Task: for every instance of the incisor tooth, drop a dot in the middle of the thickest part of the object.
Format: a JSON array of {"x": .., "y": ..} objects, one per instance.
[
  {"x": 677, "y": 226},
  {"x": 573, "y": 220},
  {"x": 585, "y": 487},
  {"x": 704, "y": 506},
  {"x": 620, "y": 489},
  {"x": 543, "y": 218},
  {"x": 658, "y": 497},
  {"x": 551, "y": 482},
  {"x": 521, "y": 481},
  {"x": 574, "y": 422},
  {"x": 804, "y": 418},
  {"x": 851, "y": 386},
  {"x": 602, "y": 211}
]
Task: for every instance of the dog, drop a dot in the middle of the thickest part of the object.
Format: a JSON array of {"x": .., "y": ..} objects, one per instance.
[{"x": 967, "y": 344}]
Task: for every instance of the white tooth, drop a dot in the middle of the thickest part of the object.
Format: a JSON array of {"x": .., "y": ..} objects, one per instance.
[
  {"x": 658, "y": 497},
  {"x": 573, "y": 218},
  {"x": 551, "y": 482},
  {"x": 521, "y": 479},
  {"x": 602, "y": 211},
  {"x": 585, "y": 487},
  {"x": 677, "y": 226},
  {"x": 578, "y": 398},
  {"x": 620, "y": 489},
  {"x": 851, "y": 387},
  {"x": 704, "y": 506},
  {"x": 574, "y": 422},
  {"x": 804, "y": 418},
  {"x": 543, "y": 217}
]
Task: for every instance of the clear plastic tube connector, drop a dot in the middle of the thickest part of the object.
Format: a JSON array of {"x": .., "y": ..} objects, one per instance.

_The task_
Your answer must be an exact copy of every record.

_Answer below_
Task: for every instance of the incisor tooth, drop a dot in the middle of the thickest part of the object.
Format: a JSON array of {"x": .., "y": ..} objects, one per instance.
[
  {"x": 677, "y": 226},
  {"x": 573, "y": 220},
  {"x": 585, "y": 487},
  {"x": 704, "y": 506},
  {"x": 620, "y": 489},
  {"x": 543, "y": 218},
  {"x": 658, "y": 497},
  {"x": 551, "y": 482},
  {"x": 521, "y": 481},
  {"x": 574, "y": 422},
  {"x": 804, "y": 418},
  {"x": 851, "y": 386},
  {"x": 602, "y": 211}
]
Task: for every instance of the dog, drop a dot in the middle of the thickest part of the object.
Format: a JSON array of {"x": .., "y": ..} objects, one per instance.
[{"x": 967, "y": 344}]
Task: for every instance of the white tooth, drop a dot in the middle of the thickest part of the object.
Format: a JSON array of {"x": .., "y": ..} objects, one per instance.
[
  {"x": 658, "y": 497},
  {"x": 573, "y": 218},
  {"x": 551, "y": 482},
  {"x": 521, "y": 479},
  {"x": 602, "y": 211},
  {"x": 585, "y": 487},
  {"x": 677, "y": 226},
  {"x": 578, "y": 398},
  {"x": 620, "y": 489},
  {"x": 851, "y": 387},
  {"x": 704, "y": 506},
  {"x": 574, "y": 422},
  {"x": 804, "y": 418},
  {"x": 543, "y": 217}
]
Task: for every instance of the clear plastic tube connector, drop a dot in the middle of the thickest part of the object.
Format: a JSON array of {"x": .., "y": ..} objects, one per instance.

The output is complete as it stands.